W3C home > Mailing lists > Public > public-webid@w3.org > May 2014

Should WebIDs denote people or accounts?

From: Sandro Hawke <sandro@w3.org>
Date: Sat, 17 May 2014 11:57:09 -0400
Message-ID: <537786D5.80202@w3.org>
To: public-webid@w3.org
Summary: Most people will be unwilling to give up the idea of having 
multiple separate accounts.  This calls into question the whole idea of 
WebID.

First off, as an aside, hello everyone.   I was in the CG for its first 
few weeks to help get things started, but then left when it looked like 
things were well in hand, and I had many other W3C duties.   Since then, 
nearly all of my Working Groups (SPARQL, RDF, GLD, etc) have wrapped up, 
and I'm mostly doing R&D, working with TimBL and Andrei Sambra.   The 
work we're doing needs something like WebID.

That said, I have to raise a difficult issue.   Maybe there's a simple 
solution I'm just missing, but I fear there is not.

The examples in the spec, and what I saw from Henry when he first 
presented foaf+ssl, show the WebID denoting a person.   In the examples, 
it's often an instance of foaf:Person, and occurs in triples as the 
subject where the predicate is foaf:name, foaf:knows, etc.  Also in 
triples as the object of foaf:knows.

So that means that in RDF, my WebID denotes me.   And if I have three 
different WebIDs, they all denote me.    Anything that's said in RDF 
using one of my WebIDs is equally true to say using any of my other 
WebIDs, and a reasoner might well infer it.   That's how it looks like 
WebIDs are supposed to work.

This is in stark contrast to how most online identity systems work. The 
usually model is that a person has an account with a particular service 
provider.   In the old days that might have been a bank, while these 
days it might be some kind of "identity provider" like Google or 
Facebook.   There is important flexibility in this model.    I have two 
Google accounts, and my kids have many among themselves, so on the 
computers around the house, there are many possible Google accounts 
saved as possible logins.    Behind the scenes, Google may or may not be 
correctly inferring which humans are attached to each of these accounts, 
but as long it doesn't get wrong which accounts can see adult content, 
or use my credit card, or see/edit particular documents, that's okay. 
Those important features are attached to accounts, not people, in 
systems today.

FOAF makes this distinction quite clear, with classes foaf:Person and 
foaf:OnlineAccount.   FOAF, quite reasonably, puts relationships like 
foaf:name and foaf:knows on foaf:Person.   It's interesting to know my 
name and who I know.   It might also be interesting to see which of my 
accounts are linked with other accounts, I suppose, although that's more 
complicated.

I'm not sure exactly why people might have multiple accounts. Sometimes 
an account is provided by an employer or school and goes along with lots 
of resources, but also includes restrictions on use or limitations on 
privacy.  Sometimes an account is obtained with a particular service 
provider, and then one no longer wants to do business with them. 
Sometimes security on an account is compromised and a backup is needed. 
   Sometimes one just wants to separate parts of life, like 
work-vs-nonwork.   I've asked a few friends if they'd be willing to have 
exactly one computer account, and gotten an emphatic "No!".
#####
TASK DIRECTIONS: Duplicate the passage of the mailing list message between "That said, I" and "object of foaf:knows.", inclusive. Please rely only on the mailing list message above, not on the entries, for what comes next.

Entries of labeled boxes
#####
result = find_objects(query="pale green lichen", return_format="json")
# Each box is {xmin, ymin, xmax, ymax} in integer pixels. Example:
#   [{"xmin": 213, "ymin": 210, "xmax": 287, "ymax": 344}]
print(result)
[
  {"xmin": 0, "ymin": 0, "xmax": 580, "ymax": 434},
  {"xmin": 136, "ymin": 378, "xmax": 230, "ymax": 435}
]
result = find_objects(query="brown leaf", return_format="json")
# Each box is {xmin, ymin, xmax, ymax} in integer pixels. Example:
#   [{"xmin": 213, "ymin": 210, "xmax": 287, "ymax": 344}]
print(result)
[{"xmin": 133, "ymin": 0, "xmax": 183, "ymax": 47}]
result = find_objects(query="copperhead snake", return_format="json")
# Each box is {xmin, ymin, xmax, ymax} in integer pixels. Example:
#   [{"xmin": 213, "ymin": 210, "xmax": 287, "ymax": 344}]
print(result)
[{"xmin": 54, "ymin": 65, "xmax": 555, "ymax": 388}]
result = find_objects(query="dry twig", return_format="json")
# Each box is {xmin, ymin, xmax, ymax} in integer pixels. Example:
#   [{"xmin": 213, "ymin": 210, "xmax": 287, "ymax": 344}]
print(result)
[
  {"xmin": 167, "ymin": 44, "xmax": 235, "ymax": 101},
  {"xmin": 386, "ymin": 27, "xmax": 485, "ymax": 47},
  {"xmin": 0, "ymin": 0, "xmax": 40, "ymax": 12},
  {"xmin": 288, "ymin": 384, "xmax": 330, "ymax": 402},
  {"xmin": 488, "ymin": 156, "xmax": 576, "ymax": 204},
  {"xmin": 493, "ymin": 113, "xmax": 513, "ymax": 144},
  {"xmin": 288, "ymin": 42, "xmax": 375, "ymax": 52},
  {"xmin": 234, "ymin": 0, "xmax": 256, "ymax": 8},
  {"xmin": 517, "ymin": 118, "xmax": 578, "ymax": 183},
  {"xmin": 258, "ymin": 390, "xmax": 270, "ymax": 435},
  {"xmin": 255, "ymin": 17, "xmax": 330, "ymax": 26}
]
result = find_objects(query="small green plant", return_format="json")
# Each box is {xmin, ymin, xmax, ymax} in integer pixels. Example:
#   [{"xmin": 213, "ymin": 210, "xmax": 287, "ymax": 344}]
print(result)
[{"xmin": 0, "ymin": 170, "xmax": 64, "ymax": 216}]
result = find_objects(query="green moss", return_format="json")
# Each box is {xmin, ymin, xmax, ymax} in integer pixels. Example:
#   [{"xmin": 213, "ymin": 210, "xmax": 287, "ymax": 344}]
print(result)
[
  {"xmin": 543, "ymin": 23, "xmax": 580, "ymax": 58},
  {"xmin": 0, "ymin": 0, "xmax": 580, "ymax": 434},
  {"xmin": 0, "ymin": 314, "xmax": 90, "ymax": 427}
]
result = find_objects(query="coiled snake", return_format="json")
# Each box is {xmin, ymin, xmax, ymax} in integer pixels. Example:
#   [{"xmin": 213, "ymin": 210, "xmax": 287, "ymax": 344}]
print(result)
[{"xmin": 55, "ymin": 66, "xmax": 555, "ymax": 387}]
#####
FINISHED ANSWER:
That said, I have to raise a difficult issue.   Maybe there's a simple 
solution I'm just missing, but I fear there is not.

The examples in the spec, and what I saw from Henry when he first 
presented foaf+ssl, show the WebID denoting a person.   In the examples, 
it's often an instance of foaf:Person, and occurs in triples as the 
subject where the predicate is foaf:name, foaf:knows, etc.  Also in 
triples as the object of foaf:knows.